**Point localization data:**
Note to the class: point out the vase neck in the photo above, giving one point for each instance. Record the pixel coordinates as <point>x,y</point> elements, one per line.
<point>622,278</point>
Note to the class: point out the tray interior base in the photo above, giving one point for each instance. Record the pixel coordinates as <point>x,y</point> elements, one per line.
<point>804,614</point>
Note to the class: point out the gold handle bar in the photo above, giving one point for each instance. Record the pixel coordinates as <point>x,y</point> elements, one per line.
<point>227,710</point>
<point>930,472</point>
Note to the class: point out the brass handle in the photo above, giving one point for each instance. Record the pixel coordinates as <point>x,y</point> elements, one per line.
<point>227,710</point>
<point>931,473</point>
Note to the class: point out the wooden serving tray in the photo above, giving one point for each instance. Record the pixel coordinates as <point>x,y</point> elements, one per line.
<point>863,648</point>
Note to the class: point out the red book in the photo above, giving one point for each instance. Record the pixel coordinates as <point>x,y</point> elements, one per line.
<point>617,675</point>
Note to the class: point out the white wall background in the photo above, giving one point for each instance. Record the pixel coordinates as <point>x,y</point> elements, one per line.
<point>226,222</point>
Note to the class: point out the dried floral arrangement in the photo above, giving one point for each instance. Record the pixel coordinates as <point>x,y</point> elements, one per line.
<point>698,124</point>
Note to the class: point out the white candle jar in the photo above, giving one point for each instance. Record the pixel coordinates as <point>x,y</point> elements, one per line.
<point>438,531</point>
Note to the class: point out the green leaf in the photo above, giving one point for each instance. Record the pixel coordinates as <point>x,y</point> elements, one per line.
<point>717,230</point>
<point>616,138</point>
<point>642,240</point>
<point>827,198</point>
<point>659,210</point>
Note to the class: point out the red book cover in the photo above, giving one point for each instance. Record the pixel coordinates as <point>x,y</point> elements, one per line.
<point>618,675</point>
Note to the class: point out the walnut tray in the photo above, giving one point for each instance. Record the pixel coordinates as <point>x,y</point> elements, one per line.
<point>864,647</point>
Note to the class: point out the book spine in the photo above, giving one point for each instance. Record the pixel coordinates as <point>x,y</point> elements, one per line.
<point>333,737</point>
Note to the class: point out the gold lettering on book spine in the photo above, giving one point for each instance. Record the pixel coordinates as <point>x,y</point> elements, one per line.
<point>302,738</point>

**Exercise instructions:** Each line of the data is to be transcribed exactly.

**Response to this exercise:**
Note to the class: point out the vase neck in the photo above, giving one point for each instance. Record the pixel coordinates as <point>x,y</point> elements, one per line.
<point>622,278</point>
Note to the class: point out the tray interior base in the photo above, giving one point for each instance. Record the pixel coordinates as <point>x,y</point> elements, one per line.
<point>804,614</point>
Note to the class: point out the gold handle bar in the photo above, giving one point for each instance. Record the pixel coordinates as <point>x,y</point> elements, one per line.
<point>227,710</point>
<point>930,472</point>
Note to the class: point out the brass handle in the photo above, giving one point for each instance. Record the pixel coordinates as <point>x,y</point> elements, one per line.
<point>227,710</point>
<point>931,473</point>
Note to the class: point out the wooden serving tray in the photo above, giving one point for each instance. Record the pixel coordinates as <point>x,y</point> elements, one per line.
<point>863,648</point>
Note to the class: point out the red book in the photo above, giving one point for each instance. Record the pixel coordinates as <point>x,y</point> elements, one per line.
<point>617,675</point>
Note to the class: point out the white wall background in the photo above, giving one point for each instance. Record the pixel coordinates as <point>x,y</point> elements, one per line.
<point>226,222</point>
Note to the class: point out the dried floral arrangement in the photo above, giving one point for each instance. Record the pixel coordinates as <point>x,y</point> elements, one per line.
<point>698,124</point>
Note to the class: point out the white candle jar in the photo above, giving one point for each instance. Record the pixel coordinates as <point>x,y</point> elements, one per line.
<point>438,531</point>
Note to the class: point out the green leaf in the photo above, giving one point for each instance. Record the pixel coordinates as <point>x,y</point> elements, one per line.
<point>717,230</point>
<point>616,138</point>
<point>642,240</point>
<point>827,198</point>
<point>659,210</point>
Note to the class: point out the red book cover in the photo above, giving one point for each instance. Record the pixel coordinates as <point>x,y</point> elements, one per line.
<point>618,675</point>
Note to the class: point out the walnut tray in the photo above, giving one point for each instance. Record the pixel coordinates as <point>x,y</point> elements, one per line.
<point>864,647</point>
Note to the class: point out the book spine in the photo above, giving one point for each instance. Record the pixel coordinates as <point>x,y</point> elements, one per line.
<point>333,737</point>
Note to the class: point out the gold lettering on book spine in the photo above, giving one point for each instance. Record the pixel coordinates as <point>x,y</point> elements, one per line.
<point>302,738</point>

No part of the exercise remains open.